= Cerqueira =

Cerqueira is a Portuguese surname.

The Cerqueira Family has its origins best known as coming from Portugal, more specifically from Camposa, in the parish of Vale, in the termo of Arcos de Valdevez around from the 14th century.

Its primary origin is from North of Portugal and Galician region.

==History==
Among the Cerqueira historical figures, of special note is Luis de Cerqueira (1552-1614), who was a Portuguese Jesuit priest and became bishop of Funai, Japan, overseeing the diocese that included Nagasaki. After joining the Jesuits at 14 and teaching theology in Portugal, he travelled to Japan in 1598, arriving amid the aftermath of the 26 Martyrs execution. His tenure marked the height of early Japanese Catholicism. He actively criticized the slave trade of Japanese women and children, pushing for relief from taxes imposed upon non-Christians that directly fed the slave trade. He died in Nagasaki in 1614, narrowly avoiding the mass expulsion of foreign missionaries by the Tokugawa shogunate later that year. In fact, Cerqueira was the only recorded Jesuit Bishop in Japan during the era of the famous novel Shōgun by author James Clavell and correlates with actual events of William Adams, who was appointed samurai by the shogun Tokugawa Ieyasu after being shipwrecked in Japan in 1600.

Early History: In the Holy Bible in the book of 1 Chronicles 26, 2-19 there is a list of the names of the Guards of the Temple. Since these Levites were not priests, their function was to protect, maintain and transport from the tabernacle of Adonai. When king Solomon inaugurated the first temple (1 Kings 8, 62–66) those of the lineages of these Temple guard families continued their Levitical roles from generation to generation. Past the Babylonian exile of the People of Israel, occurred approximately 609 BCE to 515 BCE, and with the establishment of the Second Temple, many of these family lines continued their services.

With the destruction of the Second Temple in 70 CE came the dispersion of the Jews throughout the Roman territory. These Jews began to settle in small colonies throughout Europe (at that time much of the Roman territory). Those who settled in the north (today Germany and Russia) developed their particularities and became known as Ashkenazis Jews. The term comes from Hebrew medieval for Germany, called Ashkenaz (אשכנז). The Sephardim (in Hebrew ספרדים, Sephardi; plural, Sephardim) is the term used to refer to the descendants of Jews from Portugal and Spain. The word comes from the Hebrew name for the Iberian Peninsula (Sepharad, ספרד.) The lineages of temple guards who went to Portugal were known as Sekher (transliteration from Hebrew to dam), סכר in Hebrew. With the anti-Semitism and persecutions by the Catholics who recaptured the region around of the 12th century, many Jews changed their surnames even before the official beginning of the inquisition.

→ Listed records:
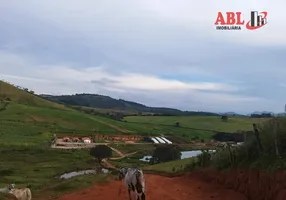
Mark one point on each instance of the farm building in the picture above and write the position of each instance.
(119, 137)
(86, 140)
(75, 139)
(160, 140)
(66, 139)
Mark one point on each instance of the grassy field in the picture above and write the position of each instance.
(27, 123)
(204, 123)
(170, 167)
(9, 92)
(39, 168)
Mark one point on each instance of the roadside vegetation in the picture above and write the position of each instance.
(266, 150)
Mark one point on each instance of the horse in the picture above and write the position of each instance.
(134, 180)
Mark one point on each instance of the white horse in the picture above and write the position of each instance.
(19, 193)
(134, 180)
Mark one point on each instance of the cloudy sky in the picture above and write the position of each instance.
(155, 52)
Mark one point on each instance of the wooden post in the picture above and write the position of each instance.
(276, 124)
(256, 132)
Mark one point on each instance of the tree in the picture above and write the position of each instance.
(166, 153)
(100, 152)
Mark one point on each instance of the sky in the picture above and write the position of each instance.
(156, 52)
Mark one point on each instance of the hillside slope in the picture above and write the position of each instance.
(9, 92)
(106, 102)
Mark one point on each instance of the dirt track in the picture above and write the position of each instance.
(159, 187)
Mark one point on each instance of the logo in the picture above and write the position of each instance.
(235, 21)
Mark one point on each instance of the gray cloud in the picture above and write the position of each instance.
(157, 53)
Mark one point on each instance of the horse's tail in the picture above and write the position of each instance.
(140, 181)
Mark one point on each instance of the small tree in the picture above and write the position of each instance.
(100, 152)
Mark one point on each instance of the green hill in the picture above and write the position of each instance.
(108, 104)
(12, 93)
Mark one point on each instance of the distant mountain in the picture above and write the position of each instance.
(106, 102)
(231, 114)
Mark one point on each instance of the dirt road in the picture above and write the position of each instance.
(159, 187)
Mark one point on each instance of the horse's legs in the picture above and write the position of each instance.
(129, 194)
(136, 195)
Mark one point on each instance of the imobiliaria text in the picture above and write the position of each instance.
(235, 21)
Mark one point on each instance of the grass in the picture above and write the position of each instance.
(10, 92)
(38, 168)
(204, 123)
(27, 123)
(171, 167)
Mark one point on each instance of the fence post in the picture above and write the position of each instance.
(276, 126)
(256, 132)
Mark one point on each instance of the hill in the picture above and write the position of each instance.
(9, 92)
(107, 104)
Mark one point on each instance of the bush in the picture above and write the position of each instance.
(250, 154)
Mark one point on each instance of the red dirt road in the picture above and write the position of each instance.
(159, 187)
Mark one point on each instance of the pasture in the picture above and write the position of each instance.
(171, 167)
(27, 123)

→ Required work:
1. Decide whether each statement agrees with the text about the Cerqueira surname: (a) Luis de Cerqueira joined the Jesuits at the age of 14. (b) Luis de Cerqueira died in Nagasaki after the mass expulsion of foreign missionaries had taken place. (c) The term Sephardim refers to the descendants of Jews from Germany and Russia. For each statement, answer yes or no and quote the words of the text that decide it.
2. Reproduce the stretch of the text about the Cerqueira surname from "Cerqueira is a" through "the 14th century.".

→ Results for the exercise:
1.
(a) Yes: "After joining the Jesuits at 14"
(b) No: "He died in Nagasaki in 1614, narrowly avoiding the mass expulsion of foreign missionaries by the Tokugawa shogunate later that year."
(c) No: "The Sephardim (in Hebrew ספרדים, Sephardi; plural, Sephardim) is the term used to refer to the descendants of Jews from Portugal and Spain."

2.
Cerqueira is a Portuguese surname.

The Cerqueira Family has its origins best known as coming from Portugal, more specifically from Camposa, in the parish of Vale, in the termo of Arcos de Valdevez around from the 14th century.